======== TEXT PROVIDED

Mark Bradford on Making Art in Post-Shock Phase of the Trump Era and How Comics Channel This Moment

Mark Bradford folded his lanky frame into a Modernist chair in the mezzanine space at the downtown Los Angeles outpost of the global mega gallery Hauser & Wirth. After more than a year of globetrotting, he’s come home.

Last May, Bradford represented the United States at the 2017 Venice Biennale, where he transformed the neoclassical U.S. pavilion into a site of menace and decay — a mordant reflection on the violent legacies of U.S. history and the state of American democracy under the nascent Trump administration.

In November, he debuted an eight-painting work spanning nearly 400 linear feet in the circular galleries of the Hirshhorn Museum in Washington, D.C., reflecting on a decisive battle in the U.S. Civil War: Pickett’s Charge at Gettysburg in 1863.

And earlier this month, he was in London, installing a 32-panel painting in the new U.S. embassy there. For those pieces, Bradford immersed himself in the U.S. Constitution — incorporating the entire text into the work.

“It’s definitely been stadium tours,” Bradford said of his very busy year. “Now, I want to play small clubs.”

================
======== INFORMATION SHOWN

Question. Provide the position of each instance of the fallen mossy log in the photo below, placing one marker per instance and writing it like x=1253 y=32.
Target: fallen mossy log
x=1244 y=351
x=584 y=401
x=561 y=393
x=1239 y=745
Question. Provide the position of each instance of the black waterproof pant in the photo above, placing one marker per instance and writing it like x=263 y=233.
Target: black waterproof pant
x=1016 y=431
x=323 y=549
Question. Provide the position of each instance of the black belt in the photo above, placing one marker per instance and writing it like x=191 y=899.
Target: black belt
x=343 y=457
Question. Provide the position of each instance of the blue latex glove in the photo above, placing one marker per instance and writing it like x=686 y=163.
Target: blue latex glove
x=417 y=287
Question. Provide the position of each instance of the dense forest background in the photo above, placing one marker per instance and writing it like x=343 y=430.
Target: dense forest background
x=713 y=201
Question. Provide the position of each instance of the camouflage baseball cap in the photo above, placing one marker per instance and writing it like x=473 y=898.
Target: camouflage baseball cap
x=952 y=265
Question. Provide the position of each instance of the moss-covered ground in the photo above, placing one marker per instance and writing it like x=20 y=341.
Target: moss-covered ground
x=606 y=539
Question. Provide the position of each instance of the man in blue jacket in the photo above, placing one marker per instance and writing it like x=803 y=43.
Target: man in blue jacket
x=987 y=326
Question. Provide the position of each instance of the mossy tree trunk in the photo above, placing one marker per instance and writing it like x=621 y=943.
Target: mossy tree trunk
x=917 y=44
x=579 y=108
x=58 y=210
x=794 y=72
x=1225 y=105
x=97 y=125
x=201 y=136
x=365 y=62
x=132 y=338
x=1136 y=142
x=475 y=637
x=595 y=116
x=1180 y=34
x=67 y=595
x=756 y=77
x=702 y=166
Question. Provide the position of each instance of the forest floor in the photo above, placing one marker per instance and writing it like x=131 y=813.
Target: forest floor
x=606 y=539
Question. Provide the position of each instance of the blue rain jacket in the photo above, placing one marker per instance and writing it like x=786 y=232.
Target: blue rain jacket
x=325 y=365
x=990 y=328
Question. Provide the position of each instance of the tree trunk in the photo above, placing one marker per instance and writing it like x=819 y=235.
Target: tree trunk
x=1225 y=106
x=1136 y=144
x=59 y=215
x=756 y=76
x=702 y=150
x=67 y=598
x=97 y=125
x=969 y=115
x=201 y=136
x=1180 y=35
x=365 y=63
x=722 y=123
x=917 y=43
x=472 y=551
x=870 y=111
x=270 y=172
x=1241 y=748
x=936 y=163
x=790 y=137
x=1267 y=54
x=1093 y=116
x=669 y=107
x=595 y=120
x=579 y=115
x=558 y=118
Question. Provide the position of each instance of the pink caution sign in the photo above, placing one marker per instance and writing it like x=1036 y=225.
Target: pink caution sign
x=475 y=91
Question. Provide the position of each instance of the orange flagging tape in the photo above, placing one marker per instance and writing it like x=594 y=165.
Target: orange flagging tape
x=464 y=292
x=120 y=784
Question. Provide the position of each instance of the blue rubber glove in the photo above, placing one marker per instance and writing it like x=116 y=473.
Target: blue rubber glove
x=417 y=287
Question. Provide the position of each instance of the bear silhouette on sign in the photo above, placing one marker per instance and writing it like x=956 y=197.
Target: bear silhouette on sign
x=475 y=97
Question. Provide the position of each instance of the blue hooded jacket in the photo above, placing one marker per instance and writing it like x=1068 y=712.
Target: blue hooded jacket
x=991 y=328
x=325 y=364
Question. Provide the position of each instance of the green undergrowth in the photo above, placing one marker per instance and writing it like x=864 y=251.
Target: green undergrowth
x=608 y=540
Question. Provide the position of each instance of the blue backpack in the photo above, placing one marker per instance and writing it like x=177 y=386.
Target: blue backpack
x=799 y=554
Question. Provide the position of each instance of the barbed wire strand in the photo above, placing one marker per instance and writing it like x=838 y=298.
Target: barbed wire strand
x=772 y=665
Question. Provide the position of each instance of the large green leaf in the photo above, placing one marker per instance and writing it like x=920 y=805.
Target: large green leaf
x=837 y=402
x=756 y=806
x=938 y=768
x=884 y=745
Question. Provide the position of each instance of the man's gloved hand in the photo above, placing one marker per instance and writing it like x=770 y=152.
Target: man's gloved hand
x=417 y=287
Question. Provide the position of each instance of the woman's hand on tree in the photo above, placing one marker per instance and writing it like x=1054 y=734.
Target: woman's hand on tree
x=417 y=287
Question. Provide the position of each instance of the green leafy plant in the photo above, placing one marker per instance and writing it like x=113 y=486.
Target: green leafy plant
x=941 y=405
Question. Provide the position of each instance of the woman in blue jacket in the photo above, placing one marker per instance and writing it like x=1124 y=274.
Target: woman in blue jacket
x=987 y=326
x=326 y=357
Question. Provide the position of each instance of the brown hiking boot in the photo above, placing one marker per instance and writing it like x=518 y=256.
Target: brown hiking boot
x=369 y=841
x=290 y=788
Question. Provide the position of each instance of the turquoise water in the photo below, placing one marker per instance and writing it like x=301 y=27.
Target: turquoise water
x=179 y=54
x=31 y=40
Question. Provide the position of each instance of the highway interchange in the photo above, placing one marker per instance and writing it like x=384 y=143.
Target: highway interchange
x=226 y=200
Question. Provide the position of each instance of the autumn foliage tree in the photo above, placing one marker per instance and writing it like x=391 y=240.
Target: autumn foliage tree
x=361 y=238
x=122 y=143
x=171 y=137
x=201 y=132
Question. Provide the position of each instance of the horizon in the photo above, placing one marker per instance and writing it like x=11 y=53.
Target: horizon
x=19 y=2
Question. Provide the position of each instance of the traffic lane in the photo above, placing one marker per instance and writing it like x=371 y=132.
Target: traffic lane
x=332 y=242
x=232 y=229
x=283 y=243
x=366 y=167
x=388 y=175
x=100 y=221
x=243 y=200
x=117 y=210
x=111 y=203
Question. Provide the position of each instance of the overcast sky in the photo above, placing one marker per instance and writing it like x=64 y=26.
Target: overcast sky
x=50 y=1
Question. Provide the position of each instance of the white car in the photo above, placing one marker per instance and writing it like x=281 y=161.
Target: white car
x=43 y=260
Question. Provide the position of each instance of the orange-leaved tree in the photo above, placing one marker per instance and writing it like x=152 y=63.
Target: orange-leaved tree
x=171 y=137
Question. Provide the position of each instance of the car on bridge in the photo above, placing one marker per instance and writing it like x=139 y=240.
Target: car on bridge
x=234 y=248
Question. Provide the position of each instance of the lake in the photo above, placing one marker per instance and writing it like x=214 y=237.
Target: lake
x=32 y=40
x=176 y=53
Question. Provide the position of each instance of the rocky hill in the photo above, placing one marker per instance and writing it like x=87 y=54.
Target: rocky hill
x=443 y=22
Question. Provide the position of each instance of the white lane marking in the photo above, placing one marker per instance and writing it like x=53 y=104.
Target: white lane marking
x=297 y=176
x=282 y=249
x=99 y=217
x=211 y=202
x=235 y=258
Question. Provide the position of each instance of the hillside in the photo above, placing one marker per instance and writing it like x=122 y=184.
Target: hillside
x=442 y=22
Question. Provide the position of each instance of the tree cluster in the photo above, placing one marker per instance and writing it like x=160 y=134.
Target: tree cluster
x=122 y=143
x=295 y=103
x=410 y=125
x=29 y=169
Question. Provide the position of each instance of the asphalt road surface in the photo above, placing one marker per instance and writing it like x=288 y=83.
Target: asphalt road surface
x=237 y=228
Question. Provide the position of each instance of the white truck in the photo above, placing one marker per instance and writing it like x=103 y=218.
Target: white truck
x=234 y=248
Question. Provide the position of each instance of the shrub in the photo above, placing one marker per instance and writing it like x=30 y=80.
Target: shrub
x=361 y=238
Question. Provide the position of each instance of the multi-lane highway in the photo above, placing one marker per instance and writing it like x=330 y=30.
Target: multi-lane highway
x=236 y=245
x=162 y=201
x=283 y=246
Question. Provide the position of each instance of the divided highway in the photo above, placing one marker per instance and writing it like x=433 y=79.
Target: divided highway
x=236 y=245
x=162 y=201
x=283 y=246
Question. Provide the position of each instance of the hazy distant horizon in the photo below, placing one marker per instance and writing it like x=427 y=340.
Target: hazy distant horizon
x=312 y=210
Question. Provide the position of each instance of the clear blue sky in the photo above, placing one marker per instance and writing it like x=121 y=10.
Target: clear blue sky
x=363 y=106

================

--- EXERCISE DIRECTIONS ---
Write the next part of the article about artist Mark Bradford, picking up after its final sentence. These rows have no connection to the text about Mark Bradford.

--- RESPONSE ---
Though how small, given Bradford’s stature, is anybody’s guess. Bradford was about to open an exhibition of new paintings at Hauser & Wirth — his first solo commercial gallery show in L.A. since a 2002 exhibition at Susanne Vielmetter Los Angeles Projects — and already major collectors were taking an interest. During our interview, Interscope Records co-founder Jimmy Iovine and Guess co-founder Maurice Marciano, of the Marciano Art Foundation museum and board co-chair at the Museum of Contemporary Art Los Angeles, were cruising through the galleries for a VIP preview of Bradford’s latest work.

“Love it, love it, love it,” said Marciano, nodding at Bradford as he passed by.

The new paintings still employ Bradford’s familiar technique of painting, collaging, scraping and cutting — for abstracted canvases that are worn rather than painted into existence. But the new series feels more explosively visceral, with a more lurid color palette. Some of that is the result of using pages from hundreds of old comic books in the layering process.